DOCUMENT EXCERPT.
+ + +
# What's the difference in palomino and dunalino?



## sunedee

So what's the difference between palomino and dunalino? Or I guess the question should be how do you tell the difference between countershading and a dorsal stripe? Does countershading show up on palomino? 

There's a stallion I know that's being advertised as dunalino and I'm just curious. I can't find any dun in his pedigree but I've been wrong before!

Thanks!!


----------



## Poseidon

A dunalino is a palomino with the dun gene. Dun is a basically a modifier. Even horses that are just called "duns" are actually bay duns, or bay with a dun gene. 

A dorsal stripe is well defined and dark, as if drawn on by a Sharpie. Countershading may be dark, but the edges are fuzzy and generally look like the two sides of the horse are overlapping. 

Does that make sense?

And the stallion would have to have dun somewhere to be a true dunalino. If he doesn't have zebra barring or shoulder barring, then it's countershading. Do you have a picture?


----------



## sunedee

Thanks!! I say that there is no dun in his pedigree but there are several grays with no reference to base color so I guess it's possible.


----------



## TheLastUnicorn

actually, I believe the stallion would have to have a dun PARENT... as far as I'm aware it cannot be several generations back and then pop up. I may be wrong. 

If there is no dun in either of his parents I would say they have a palomino with some dun-like countershading. (I have one of those "sneaky" palominos... in the early spring he gets a mask, dorsal stripe and sometimes zebra stripes... once summer hits they fade, and through the winter the only marker left is a faded dorsal stripe.)


----------
+ + +
INFORMATION PROVIDED.
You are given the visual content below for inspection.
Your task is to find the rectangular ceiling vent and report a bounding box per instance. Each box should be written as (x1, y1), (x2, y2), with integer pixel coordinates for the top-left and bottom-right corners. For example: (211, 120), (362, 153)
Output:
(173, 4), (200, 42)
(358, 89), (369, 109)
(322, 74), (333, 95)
+ + +
PROBLEMS TO WORK ON.
(a) Decide whether each statement agrees with the palomino and dunalino thread. Answer yes or no for each, and quote the words from the thread that settle it.
(i) Poseidon says a dorsal stripe has fuzzy edges.
(ii) sunedee says the stallion's pedigree includes several grays with no reference to base color.
(iii) TheLastUnicorn says their palomino keeps zebra stripes through the winter.
(b) Duplicate the passage of the palomino and dunalino thread that runs from "## Poseidon" up to and including "that make sense?".

TASK RESPONSES.
(a)
(i) No: "A dorsal stripe is well defined and dark, as if drawn on by a Sharpie."
(ii) Yes: "there are several grays with no reference to base color"
(iii) No: "through the winter the only marker left is a faded dorsal stripe"

(b)
## Poseidon

A dunalino is a palomino with the dun gene. Dun is a basically a modifier. Even horses that are just called "duns" are actually bay duns, or bay with a dun gene. 

A dorsal stripe is well defined and dark, as if drawn on by a Sharpie. Countershading may be dark, but the edges are fuzzy and generally look like the two sides of the horse are overlapping. 

Does that make sense?